(Spatial annotation records)
■ ■ ■
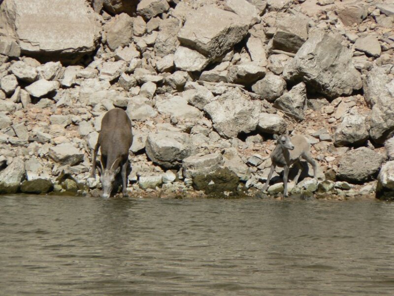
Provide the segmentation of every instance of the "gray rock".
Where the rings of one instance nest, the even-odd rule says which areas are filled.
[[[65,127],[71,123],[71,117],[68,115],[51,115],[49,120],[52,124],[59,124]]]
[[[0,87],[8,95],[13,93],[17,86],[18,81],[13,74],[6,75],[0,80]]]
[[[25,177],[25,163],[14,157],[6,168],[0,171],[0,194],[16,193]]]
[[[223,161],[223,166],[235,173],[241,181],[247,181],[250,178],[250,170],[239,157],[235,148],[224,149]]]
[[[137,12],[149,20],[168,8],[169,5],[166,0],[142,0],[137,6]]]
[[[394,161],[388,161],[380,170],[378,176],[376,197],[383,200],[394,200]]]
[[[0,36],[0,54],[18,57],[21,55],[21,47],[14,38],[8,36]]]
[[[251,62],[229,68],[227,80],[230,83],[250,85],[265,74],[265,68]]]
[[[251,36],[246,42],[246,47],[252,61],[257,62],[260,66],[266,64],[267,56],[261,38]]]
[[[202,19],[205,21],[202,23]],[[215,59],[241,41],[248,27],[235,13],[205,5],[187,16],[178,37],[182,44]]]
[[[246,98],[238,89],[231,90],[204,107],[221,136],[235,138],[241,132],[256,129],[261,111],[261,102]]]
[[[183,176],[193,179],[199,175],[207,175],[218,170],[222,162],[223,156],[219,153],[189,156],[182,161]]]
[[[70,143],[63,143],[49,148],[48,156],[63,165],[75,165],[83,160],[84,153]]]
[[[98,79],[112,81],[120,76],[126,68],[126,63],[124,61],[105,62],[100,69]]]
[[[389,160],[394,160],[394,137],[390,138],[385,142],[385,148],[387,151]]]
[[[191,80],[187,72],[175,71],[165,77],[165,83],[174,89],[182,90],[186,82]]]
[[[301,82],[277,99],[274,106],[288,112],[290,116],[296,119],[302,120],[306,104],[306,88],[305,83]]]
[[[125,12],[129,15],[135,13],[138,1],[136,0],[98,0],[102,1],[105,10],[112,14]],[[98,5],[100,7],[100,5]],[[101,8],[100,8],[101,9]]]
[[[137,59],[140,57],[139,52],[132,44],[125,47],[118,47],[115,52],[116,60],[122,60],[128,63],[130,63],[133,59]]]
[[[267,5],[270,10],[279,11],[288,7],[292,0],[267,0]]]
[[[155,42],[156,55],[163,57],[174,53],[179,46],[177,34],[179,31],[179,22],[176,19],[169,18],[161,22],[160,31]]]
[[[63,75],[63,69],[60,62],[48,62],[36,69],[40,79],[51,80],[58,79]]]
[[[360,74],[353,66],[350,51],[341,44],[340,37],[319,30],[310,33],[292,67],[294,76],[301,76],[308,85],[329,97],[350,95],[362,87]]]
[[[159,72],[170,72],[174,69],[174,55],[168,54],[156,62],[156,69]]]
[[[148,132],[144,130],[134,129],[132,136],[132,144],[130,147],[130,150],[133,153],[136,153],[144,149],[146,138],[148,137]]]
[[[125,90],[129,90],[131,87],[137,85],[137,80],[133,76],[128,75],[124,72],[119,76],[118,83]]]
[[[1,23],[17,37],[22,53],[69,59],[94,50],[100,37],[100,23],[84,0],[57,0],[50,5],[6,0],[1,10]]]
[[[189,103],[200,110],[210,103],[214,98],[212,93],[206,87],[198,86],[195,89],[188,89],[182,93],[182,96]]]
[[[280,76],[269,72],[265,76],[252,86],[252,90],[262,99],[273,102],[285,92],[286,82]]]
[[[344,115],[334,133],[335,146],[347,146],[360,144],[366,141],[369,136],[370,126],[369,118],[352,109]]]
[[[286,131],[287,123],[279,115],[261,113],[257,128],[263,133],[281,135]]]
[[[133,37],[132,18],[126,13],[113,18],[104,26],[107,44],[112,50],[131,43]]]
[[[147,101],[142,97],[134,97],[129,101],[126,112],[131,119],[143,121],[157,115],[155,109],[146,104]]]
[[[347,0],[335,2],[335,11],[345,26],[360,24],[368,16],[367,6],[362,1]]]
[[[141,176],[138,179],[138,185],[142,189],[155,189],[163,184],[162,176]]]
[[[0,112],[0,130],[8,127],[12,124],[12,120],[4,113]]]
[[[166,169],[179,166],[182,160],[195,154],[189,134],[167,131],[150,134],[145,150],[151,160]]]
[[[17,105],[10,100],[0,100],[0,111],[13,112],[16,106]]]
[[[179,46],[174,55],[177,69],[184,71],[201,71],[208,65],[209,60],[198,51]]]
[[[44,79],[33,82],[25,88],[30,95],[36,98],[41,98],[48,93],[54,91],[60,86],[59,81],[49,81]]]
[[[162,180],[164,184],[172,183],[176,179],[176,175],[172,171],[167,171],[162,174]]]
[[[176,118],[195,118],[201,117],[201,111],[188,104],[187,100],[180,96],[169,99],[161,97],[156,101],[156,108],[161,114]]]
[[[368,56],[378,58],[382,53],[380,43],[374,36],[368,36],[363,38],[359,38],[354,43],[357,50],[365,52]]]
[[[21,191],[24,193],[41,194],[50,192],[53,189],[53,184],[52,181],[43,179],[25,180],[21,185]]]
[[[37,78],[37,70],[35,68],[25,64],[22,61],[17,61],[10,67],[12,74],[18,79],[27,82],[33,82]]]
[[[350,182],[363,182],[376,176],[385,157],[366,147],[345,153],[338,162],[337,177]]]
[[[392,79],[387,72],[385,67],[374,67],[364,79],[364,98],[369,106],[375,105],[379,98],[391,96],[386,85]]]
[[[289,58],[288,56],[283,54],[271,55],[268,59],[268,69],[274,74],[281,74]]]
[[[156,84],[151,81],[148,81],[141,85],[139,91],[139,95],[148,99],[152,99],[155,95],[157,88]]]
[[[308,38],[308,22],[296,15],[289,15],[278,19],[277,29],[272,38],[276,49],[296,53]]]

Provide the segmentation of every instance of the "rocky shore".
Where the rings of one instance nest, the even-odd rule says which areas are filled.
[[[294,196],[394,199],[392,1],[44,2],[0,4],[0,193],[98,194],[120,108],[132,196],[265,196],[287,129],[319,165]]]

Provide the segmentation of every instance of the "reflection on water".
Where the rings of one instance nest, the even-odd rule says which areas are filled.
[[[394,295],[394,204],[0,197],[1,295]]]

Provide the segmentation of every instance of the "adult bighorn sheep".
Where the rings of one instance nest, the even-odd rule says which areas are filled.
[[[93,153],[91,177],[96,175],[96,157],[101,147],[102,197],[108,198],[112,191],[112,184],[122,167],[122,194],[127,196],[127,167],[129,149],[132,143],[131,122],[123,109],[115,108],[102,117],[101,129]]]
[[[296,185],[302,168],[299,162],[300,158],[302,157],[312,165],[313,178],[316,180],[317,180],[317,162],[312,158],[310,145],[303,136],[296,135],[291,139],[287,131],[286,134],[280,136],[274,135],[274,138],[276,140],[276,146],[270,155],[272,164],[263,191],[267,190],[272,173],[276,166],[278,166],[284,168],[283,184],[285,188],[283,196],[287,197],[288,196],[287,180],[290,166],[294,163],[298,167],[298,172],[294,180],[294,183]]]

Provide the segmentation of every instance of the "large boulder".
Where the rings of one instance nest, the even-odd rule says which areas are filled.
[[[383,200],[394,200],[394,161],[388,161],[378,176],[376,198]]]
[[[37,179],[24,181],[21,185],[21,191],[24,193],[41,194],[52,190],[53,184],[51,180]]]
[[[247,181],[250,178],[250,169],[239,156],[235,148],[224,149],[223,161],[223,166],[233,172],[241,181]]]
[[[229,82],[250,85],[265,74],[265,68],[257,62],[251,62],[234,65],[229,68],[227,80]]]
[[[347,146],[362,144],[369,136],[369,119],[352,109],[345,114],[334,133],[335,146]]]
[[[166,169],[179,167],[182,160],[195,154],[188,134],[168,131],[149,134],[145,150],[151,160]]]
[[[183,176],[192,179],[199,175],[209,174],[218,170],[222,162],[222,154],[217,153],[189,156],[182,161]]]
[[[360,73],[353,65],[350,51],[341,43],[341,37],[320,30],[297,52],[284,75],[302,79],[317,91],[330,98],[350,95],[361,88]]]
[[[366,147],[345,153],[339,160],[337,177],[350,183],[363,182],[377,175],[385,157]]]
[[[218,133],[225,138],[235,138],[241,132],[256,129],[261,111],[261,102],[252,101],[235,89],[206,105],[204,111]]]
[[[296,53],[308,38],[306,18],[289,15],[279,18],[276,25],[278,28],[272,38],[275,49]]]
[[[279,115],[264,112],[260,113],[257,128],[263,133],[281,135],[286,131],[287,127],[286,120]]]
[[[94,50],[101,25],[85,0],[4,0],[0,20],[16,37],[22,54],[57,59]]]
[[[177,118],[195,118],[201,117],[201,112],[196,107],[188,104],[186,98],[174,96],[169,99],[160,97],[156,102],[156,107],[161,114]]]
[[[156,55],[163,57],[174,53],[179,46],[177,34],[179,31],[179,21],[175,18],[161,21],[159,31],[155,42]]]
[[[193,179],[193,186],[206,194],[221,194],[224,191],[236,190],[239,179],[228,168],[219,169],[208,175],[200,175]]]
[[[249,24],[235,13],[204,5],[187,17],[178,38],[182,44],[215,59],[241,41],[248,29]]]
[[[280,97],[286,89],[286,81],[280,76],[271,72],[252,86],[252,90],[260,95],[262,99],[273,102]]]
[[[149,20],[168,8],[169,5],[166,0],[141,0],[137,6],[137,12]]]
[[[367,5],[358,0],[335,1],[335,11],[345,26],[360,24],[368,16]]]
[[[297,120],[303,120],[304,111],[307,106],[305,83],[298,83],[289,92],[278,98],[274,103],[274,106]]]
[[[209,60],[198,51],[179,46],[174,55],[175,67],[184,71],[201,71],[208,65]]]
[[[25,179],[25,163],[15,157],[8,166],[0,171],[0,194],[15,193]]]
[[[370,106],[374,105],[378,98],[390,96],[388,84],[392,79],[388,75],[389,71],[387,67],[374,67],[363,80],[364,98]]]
■ ■ ■
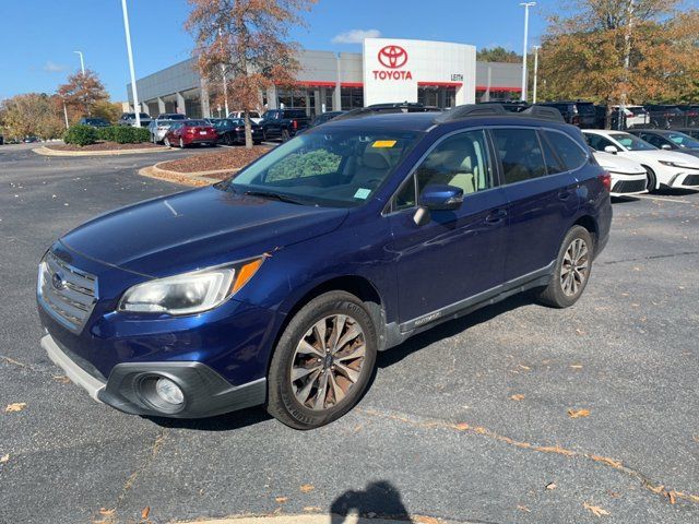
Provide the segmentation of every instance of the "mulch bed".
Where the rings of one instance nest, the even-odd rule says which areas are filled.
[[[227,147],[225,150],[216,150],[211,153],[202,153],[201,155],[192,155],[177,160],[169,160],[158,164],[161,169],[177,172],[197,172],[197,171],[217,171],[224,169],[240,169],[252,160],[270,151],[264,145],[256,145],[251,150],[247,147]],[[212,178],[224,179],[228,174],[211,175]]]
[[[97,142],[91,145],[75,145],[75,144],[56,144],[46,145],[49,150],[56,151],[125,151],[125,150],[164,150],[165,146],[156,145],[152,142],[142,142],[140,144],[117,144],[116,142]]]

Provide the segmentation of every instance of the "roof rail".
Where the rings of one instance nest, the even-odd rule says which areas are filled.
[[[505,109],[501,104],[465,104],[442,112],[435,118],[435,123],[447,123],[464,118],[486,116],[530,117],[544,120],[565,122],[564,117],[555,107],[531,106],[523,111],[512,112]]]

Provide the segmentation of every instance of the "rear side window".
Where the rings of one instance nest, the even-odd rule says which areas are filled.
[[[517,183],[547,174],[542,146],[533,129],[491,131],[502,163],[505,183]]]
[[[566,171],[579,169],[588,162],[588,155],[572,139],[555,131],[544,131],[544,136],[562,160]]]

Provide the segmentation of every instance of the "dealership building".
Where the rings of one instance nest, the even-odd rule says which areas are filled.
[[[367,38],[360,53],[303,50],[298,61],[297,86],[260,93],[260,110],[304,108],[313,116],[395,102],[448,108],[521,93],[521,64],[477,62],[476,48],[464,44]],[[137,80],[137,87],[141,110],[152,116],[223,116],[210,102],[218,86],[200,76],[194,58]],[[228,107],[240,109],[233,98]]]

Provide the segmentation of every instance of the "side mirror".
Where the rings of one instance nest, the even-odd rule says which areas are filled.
■ ■ ■
→ **GIVEN EXERCISE**
Which lines in the entries above contain the string "every"? Pick them out and copy each one in full.

→ **REPLY**
Provide the segmentation of every instance of the "gray rock".
Provide the segmentation of every instance of the "rocky shore".
Provide the segmentation of every instance of the "reflection on water".
Provide the segmentation of every instance of the "adult bighorn sheep".
Provide the segmentation of every instance of the "large boulder".
Provide the segmentation of every instance of the "mulch bed".
Provide the segmentation of every instance of the "roof rail".
Provide the segmentation of every instance of the "rear side window".
Provide the segmentation of every instance of the "dealership building".
Provide the segmentation of every instance of the "side mirror".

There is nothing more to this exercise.